THE TASK =
Please rewrite every one of the entries below as a numbered list, leaving out any blank lines.

* * * * *

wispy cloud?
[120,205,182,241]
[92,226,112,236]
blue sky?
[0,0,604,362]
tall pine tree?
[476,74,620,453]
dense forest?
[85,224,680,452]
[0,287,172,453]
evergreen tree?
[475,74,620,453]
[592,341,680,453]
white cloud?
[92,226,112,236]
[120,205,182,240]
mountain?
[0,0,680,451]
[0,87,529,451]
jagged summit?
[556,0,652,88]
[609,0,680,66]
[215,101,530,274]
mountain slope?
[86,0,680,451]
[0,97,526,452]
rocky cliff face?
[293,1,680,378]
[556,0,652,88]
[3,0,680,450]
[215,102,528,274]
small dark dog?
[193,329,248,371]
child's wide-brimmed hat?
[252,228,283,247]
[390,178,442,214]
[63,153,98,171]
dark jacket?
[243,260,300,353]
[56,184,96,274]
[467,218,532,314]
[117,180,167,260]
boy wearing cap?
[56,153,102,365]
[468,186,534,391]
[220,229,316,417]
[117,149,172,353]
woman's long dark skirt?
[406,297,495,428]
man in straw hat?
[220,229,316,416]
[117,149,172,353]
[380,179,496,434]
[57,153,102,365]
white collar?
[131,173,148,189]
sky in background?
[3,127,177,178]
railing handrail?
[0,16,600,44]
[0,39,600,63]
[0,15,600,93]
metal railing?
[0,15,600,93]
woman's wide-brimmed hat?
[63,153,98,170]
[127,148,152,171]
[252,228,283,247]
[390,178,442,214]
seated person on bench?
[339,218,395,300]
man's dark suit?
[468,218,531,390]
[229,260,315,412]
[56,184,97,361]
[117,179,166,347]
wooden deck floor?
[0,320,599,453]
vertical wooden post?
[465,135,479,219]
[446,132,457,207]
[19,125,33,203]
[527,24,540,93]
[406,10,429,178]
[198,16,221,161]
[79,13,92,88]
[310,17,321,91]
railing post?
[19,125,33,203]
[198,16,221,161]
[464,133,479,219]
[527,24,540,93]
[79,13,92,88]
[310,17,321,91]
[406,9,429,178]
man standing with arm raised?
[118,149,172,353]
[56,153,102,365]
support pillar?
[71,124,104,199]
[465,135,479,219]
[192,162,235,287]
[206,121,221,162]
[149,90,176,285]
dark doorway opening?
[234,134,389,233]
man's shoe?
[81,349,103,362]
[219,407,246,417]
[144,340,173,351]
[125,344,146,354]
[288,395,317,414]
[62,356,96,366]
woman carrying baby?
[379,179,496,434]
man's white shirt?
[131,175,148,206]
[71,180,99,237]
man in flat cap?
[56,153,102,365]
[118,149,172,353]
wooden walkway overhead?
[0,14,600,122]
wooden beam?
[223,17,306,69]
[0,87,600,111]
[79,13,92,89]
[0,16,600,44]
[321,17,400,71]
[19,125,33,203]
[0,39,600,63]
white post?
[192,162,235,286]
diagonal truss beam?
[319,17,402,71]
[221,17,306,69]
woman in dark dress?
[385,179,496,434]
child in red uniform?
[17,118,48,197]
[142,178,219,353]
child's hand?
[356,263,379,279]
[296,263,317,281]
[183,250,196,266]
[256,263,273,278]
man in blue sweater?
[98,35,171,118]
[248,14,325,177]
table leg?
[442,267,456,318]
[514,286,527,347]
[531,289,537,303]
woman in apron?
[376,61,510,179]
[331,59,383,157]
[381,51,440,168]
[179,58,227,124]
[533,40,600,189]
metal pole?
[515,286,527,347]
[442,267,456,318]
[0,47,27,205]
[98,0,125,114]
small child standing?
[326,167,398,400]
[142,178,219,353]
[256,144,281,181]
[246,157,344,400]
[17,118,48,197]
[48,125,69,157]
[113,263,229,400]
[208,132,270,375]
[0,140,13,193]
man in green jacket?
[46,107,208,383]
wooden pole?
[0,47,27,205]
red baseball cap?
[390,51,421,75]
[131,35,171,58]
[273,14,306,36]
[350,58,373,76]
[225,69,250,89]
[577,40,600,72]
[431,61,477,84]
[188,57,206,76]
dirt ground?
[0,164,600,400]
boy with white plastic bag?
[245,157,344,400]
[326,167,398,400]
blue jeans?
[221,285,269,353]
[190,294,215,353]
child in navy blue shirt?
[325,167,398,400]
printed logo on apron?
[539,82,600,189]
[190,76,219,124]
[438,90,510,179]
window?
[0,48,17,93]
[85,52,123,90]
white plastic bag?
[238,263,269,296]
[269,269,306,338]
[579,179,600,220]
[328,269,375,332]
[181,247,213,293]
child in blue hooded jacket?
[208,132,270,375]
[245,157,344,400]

* * * * *

FULL OUTPUT =
1. wispy cloud?
2. [120,205,182,241]
3. [92,226,112,236]
4. blue sky?
5. [0,0,604,362]
6. tall pine tree?
7. [476,74,620,453]
8. dense forest?
9. [85,224,680,452]
10. [0,287,172,453]
11. evergreen tree?
12. [475,74,620,453]
13. [592,341,680,453]
14. white cloud?
15. [92,226,112,236]
16. [120,205,182,240]
17. mountain?
18. [0,0,680,451]
19. [0,87,529,451]
20. jagged summit?
21. [556,0,652,88]
22. [609,0,680,66]
23. [215,101,530,274]
24. mountain slope?
25. [86,0,680,451]
26. [0,97,526,452]
27. rocky cliff face?
28. [293,1,680,378]
29. [556,0,652,88]
30. [3,0,680,450]
31. [215,102,528,274]
32. small dark dog?
33. [193,329,248,371]
34. child's wide-brimmed hat?
35. [252,228,283,247]
36. [390,178,442,214]
37. [63,153,98,171]
38. dark jacket?
39. [243,260,300,353]
40. [56,184,96,274]
41. [467,218,532,314]
42. [117,180,167,260]
43. boy wearing cap?
44. [56,153,102,365]
45. [468,186,534,391]
46. [220,229,316,417]
47. [117,149,172,353]
48. woman's long dark skirt?
49. [406,297,495,428]
50. man in straw hat?
51. [220,229,316,416]
52. [117,149,172,353]
53. [380,179,496,434]
54. [57,153,102,365]
55. white collar?
56. [131,173,148,189]
57. sky in background?
58. [3,127,177,178]
59. railing handrail?
60. [0,16,600,44]
61. [0,39,600,63]
62. [0,15,600,93]
63. metal railing?
64. [0,15,600,93]
65. woman's wide-brimmed hat?
66. [63,153,98,170]
67. [127,148,152,171]
68. [252,228,283,247]
69. [390,178,442,214]
70. seated person on bench?
71. [339,218,395,300]
72. man's dark suit?
73. [468,218,531,390]
74. [229,260,315,412]
75. [56,184,97,361]
76. [117,179,166,347]
77. wooden deck floor?
78. [0,320,599,453]
79. vertical wooden post?
80. [465,135,479,219]
81. [446,132,457,207]
82. [19,125,33,203]
83. [527,24,540,93]
84. [406,10,429,178]
85. [198,16,221,161]
86. [79,13,92,88]
87. [310,17,321,91]
88. railing post?
89. [19,125,33,203]
90. [198,16,221,161]
91. [464,133,479,219]
92. [527,24,540,93]
93. [79,13,92,88]
94. [310,17,321,91]
95. [406,9,429,178]
96. man standing with arm raised?
97. [118,149,172,353]
98. [56,153,102,365]
99. support pillar?
100. [71,124,104,199]
101. [465,135,479,219]
102. [192,162,235,287]
103. [206,121,221,162]
104. [149,90,176,285]
105. dark doorway opening?
106. [234,134,389,233]
107. man's shoe?
108. [81,349,103,362]
109. [219,407,246,417]
110. [144,340,173,351]
111. [125,344,146,354]
112. [288,395,317,414]
113. [62,356,96,366]
114. woman carrying baby?
115. [379,179,496,434]
116. man's white shirt?
117. [131,175,148,206]
118. [71,180,99,237]
119. man in flat cap?
120. [56,153,102,365]
121. [118,149,172,353]
122. wooden walkway overhead?
123. [0,14,600,122]
124. wooden beam?
125. [223,17,306,69]
126. [0,87,600,111]
127. [79,13,92,89]
128. [0,16,600,44]
129. [321,17,400,71]
130. [19,125,33,203]
131. [0,39,600,63]
132. white post?
133. [192,162,235,286]
134. diagonal truss beam?
135. [319,17,402,71]
136. [221,17,306,69]
137. woman in dark dress?
138. [385,179,496,434]
139. child in red uniform?
140. [17,118,48,197]
141. [142,178,219,353]
142. child's hand?
143. [356,263,379,279]
144. [296,263,317,281]
145. [183,250,196,266]
146. [256,263,273,278]
147. man in blue sweater?
148. [98,35,171,118]
149. [248,14,325,177]
150. table leg?
151. [442,267,456,318]
152. [514,286,527,347]
153. [531,289,537,303]
154. woman in apron?
155. [376,61,510,179]
156. [331,59,383,157]
157. [381,51,440,168]
158. [179,58,227,124]
159. [533,40,600,189]
160. metal pole?
161. [515,286,527,347]
162. [442,267,456,318]
163. [0,47,27,205]
164. [98,0,125,114]
165. small child standing?
166. [326,167,398,400]
167. [142,178,219,353]
168. [256,144,281,181]
169. [246,157,344,400]
170. [17,118,48,197]
171. [48,125,69,157]
172. [113,263,229,400]
173. [208,132,270,375]
174. [0,140,13,193]
175. man in green jacket?
176. [46,107,208,383]
177. wooden pole?
178. [0,47,27,205]
179. red baseball cap?
180. [390,51,421,75]
181. [131,35,171,58]
182. [273,14,306,36]
183. [350,58,373,76]
184. [225,69,250,89]
185. [577,40,600,72]
186. [431,61,477,84]
187. [188,57,206,76]
188. dirt ground?
189. [0,164,600,400]
190. boy with white plastic bag?
191. [245,157,344,400]
192. [326,167,398,400]
193. blue jeans?
194. [221,285,269,353]
195. [190,294,215,353]
196. child in navy blue shirt?
197. [325,167,398,400]
198. printed logo on apron?
199. [539,82,600,189]
200. [190,76,219,124]
201. [438,90,510,179]
202. window?
203. [0,48,17,93]
204. [85,52,123,90]
205. white plastic bag?
206. [238,263,269,296]
207. [269,269,306,338]
208. [579,179,600,220]
209. [328,269,375,332]
210. [181,247,213,293]
211. child in blue hooded jacket?
212. [208,132,270,375]
213. [245,157,344,400]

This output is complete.